Tenetevela stretta, la vostra macchina per scrivere regalata da padri, nonni o fidanzate con il vezzo del vintage. Perché da oggi la cara typewriter ha smesso di essere costruita.
Ebbene sì, il giorno temuto da milioni di fan e nostalgici è infine arrivato. Niente più nuove macchine per scrivere: i giochi sono fatti. Chi ne aveva una, l’avrà. Per tutti gli altri, rimangono soltanto i mercatini delle pulci e le aste su eBay.
LA RESA DI GODREJ & BOYCE. L’ultima fabbrica che ancora assemblava questi splendidi oggetti, l’indiana Godrej and Boyce, con sede a Mumbai, ha infatti annunciato la chiusura dello stabilimento. «Non riceviamo più abbastanza ordini» è stato il desolato commento di Milind Dukle, direttore generale dell’azienda, a un reporter dell’India’s Business Standard.
Fuori moda e sorpassata dal computer, la cara vecchia typewriter era diventata già da molti anni un oggetto per amanti e appassionati. Ma aveva resistito nello sterminato subcontinente indiano, dove la stragrande maggioranza del miliardo e rotti di abitanti del Paese non poteva permettersi diavolerie elettroniche. Un’isola felice del nastro e dei tasti, del ticchettio rumoroso e seducente della macchina per scrivere, che non necessita di nulla se non di un paio di mani, inchiostro, carta e, ovviamente, di un testo da mettere nero su bianco.
DECLINO INDIANO. Ma negli ultimi dieci anni, col boom economico della Shining India, sempre più indiani hanno acquistato o avuto accesso a un computer. In Bangalore, dopo lo spauracchio del Millennium bug e il conseguente impiego di centinaia di tecnici informatici indiani da parte delle aziende statunitensi, si è addirittura creata una sorta di Silicon valley indiana, un distretto tecnologico all’avanguardia nella produzione di hardware e software. E anche l’ultima isola felice della macchina da scrivere è affondata, travolta dalla marea del progresso tecnologico e digitale.
Tre secoli di storia gloriosa

Il maestro del giornalismo italiano Indro Montanelli, con la sua inseparabile Lettera22.

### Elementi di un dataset
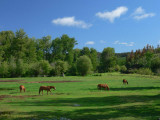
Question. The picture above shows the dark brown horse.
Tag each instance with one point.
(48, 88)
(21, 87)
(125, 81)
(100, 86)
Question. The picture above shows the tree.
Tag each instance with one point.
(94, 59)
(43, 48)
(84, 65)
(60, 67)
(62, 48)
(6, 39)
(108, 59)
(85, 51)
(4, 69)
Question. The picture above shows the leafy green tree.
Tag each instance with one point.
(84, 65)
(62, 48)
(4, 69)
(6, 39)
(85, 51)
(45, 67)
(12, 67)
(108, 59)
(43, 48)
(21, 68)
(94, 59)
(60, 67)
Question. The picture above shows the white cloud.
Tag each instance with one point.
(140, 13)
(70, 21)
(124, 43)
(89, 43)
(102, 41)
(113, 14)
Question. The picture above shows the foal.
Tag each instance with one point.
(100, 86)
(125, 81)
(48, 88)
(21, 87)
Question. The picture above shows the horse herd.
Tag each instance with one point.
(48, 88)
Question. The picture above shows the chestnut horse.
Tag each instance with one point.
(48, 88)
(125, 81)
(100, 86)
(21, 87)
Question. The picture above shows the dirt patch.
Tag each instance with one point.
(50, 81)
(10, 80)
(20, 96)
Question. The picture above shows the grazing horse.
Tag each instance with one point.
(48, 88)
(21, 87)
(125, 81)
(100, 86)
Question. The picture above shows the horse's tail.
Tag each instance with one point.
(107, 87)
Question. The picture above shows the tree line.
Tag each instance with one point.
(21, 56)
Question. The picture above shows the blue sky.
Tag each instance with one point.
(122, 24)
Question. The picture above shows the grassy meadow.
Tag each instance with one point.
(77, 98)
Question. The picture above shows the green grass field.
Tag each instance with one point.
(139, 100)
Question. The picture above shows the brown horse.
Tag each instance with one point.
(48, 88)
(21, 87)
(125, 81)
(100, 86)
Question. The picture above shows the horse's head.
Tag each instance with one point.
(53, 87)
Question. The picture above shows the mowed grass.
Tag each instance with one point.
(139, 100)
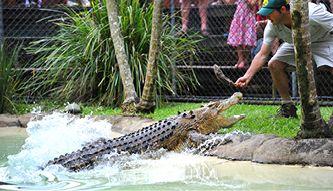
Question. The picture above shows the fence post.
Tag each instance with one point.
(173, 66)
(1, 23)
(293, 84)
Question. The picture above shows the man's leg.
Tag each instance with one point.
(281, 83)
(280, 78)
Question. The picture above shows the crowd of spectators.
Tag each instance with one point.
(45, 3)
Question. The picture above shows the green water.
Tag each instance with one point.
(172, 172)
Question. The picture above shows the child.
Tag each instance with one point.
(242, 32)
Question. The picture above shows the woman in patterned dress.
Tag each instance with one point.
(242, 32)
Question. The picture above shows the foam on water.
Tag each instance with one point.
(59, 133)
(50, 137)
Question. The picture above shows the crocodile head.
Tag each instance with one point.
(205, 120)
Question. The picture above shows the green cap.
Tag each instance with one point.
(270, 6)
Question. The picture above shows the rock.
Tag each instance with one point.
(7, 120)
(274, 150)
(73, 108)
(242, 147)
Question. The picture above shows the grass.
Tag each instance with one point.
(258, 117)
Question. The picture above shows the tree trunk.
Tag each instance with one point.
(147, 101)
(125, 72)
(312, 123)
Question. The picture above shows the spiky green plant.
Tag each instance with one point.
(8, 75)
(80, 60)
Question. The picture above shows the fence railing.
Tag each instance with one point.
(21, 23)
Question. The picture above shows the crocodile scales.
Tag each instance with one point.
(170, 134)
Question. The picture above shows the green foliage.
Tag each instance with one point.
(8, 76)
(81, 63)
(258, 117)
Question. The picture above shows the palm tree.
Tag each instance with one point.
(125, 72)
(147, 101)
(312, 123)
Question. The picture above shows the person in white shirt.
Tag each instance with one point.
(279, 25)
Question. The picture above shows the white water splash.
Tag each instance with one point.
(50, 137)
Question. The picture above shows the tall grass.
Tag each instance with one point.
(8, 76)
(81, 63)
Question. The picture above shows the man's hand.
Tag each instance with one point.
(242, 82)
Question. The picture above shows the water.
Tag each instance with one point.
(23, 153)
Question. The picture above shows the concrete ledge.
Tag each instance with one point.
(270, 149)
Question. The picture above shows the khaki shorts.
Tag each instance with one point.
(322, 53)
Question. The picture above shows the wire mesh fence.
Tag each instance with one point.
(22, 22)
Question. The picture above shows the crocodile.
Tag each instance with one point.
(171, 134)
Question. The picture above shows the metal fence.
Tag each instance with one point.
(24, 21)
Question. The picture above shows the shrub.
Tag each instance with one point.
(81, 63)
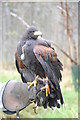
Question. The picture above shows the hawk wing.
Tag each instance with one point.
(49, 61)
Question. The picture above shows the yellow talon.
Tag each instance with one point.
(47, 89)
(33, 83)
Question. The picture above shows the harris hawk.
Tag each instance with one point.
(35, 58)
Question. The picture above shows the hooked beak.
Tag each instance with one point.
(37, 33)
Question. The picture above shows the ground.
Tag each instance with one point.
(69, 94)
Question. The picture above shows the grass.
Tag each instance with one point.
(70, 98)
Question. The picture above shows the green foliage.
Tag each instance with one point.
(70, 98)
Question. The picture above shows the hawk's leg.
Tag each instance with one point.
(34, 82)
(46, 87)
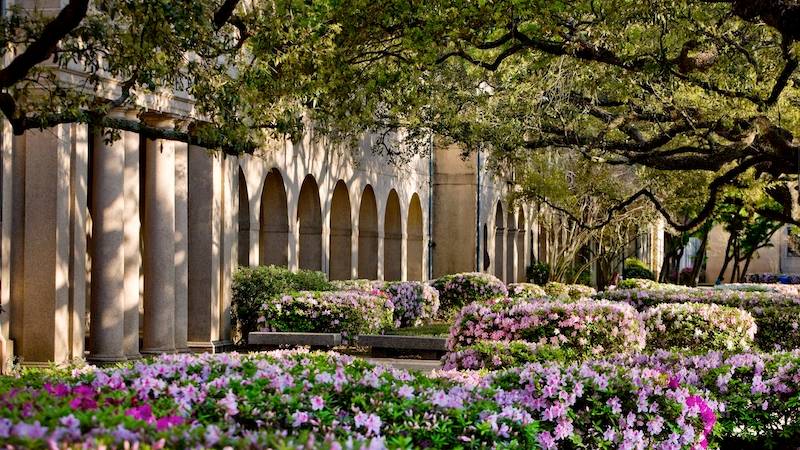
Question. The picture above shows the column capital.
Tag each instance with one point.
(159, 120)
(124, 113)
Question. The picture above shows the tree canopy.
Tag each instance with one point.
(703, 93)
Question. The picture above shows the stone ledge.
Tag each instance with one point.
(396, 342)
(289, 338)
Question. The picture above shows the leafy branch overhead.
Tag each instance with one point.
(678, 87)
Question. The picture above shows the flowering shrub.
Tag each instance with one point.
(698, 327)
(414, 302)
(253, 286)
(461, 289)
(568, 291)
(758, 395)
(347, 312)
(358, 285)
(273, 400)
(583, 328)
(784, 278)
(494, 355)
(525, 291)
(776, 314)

### Compito scritto
Cita parola per parola il brano sulla fine delle macchine per scrivere, partendo da "Ebbene sì, il" e proseguendo fino a "aste su eBay.".

### Risposta all'esercizio
Ebbene sì, il giorno temuto da milioni di fan e nostalgici è infine arrivato. Niente più nuove macchine per scrivere: i giochi sono fatti. Chi ne aveva una, l’avrà. Per tutti gli altri, rimangono soltanto i mercatini delle pulci e le aste su eBay.